◆ **Task description**
Entries follow. Set all of them down as they stand.
begin Data provided
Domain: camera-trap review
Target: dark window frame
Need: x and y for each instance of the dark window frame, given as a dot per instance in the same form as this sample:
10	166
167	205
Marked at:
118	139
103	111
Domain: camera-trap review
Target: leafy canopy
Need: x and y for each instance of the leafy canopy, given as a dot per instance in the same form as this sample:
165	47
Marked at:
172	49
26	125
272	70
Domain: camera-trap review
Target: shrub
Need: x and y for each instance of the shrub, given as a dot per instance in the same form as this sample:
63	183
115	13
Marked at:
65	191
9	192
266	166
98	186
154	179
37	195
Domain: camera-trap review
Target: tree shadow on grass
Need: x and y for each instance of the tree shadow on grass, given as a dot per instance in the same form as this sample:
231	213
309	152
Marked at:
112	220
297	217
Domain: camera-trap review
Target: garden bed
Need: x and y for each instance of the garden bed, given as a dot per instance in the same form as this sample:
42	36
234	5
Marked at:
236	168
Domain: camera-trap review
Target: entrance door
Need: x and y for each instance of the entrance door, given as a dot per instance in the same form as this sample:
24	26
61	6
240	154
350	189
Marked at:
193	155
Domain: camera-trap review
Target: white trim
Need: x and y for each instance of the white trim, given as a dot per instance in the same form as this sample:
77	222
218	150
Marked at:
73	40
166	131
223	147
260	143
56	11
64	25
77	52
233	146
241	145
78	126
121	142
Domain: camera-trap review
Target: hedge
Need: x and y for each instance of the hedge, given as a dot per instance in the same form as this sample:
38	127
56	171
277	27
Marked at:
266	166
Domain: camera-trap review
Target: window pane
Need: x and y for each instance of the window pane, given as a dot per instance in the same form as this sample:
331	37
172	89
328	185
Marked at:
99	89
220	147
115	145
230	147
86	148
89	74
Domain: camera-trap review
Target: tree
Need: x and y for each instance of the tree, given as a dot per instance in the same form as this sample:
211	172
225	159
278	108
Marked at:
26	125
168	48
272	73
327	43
end Data provided
◆ **Expected answer**
Domain: camera-trap review
Target: dark window frame
Need: x and y for each instance of the dark window frame, given as a dot per instance in the same form as this sample:
10	166
167	205
Marked at:
118	139
103	111
Domain: camera-trap review
Target: leafy canopy
Need: x and y for each instance of the leafy canopy, given as a dot per instance in the same form as this sample:
165	47
Marked at:
172	49
26	125
272	70
Domain: camera-trap review
Target: shrub
Need: x and y for each instance of the shrub, given as a dot per instance in the same form as this sample:
63	183
115	13
Marked at:
65	191
9	192
266	166
98	186
154	179
37	195
Domain: camera-trap review
Target: tree shadow on grass
Need: x and y for each instance of the tree shadow on grass, given as a dot per instance in the same form as this sample:
231	213
309	152
Marked at:
112	220
297	217
Domain: camera-trap review
Target: garden bed
Need: x and y for each instance of the garden bed, given as a dot per instance in the same form as this sample:
42	36
234	5
Marked at:
236	168
Domain: camera-trap review
Target: entrance door
Need: x and y for each instance of the entrance door, given as a dot per instance in the same form as this sample:
24	26
61	6
240	154
350	189
Marked at:
193	155
Domain: camera-trap review
Target: white trim
Need: x and y for each instance of the white trim, given as a dot per instance in the same form as this sample:
77	222
218	150
Marked at:
73	40
166	131
223	147
260	143
56	11
64	25
77	52
233	146
241	145
78	126
121	142
Domain: camera-trap review
Target: hedge
Need: x and y for each instance of the hedge, given as a dot per instance in the same form as this sample:
38	127
56	171
277	27
Marked at:
266	166
Domain: camera-trap review
Target: window pane
Need: x and y for each instance of the window pane, given as a dot per instance in the same form as this sample:
331	37
172	89
328	185
Marked at:
99	89
220	147
115	145
230	147
86	148
89	74
Domain: camera-trap review
Target: tree
Need: x and y for each instance of the tree, given as a dot per instance in the same form as this sample:
211	172
225	159
278	108
Marked at:
26	125
168	48
272	73
327	43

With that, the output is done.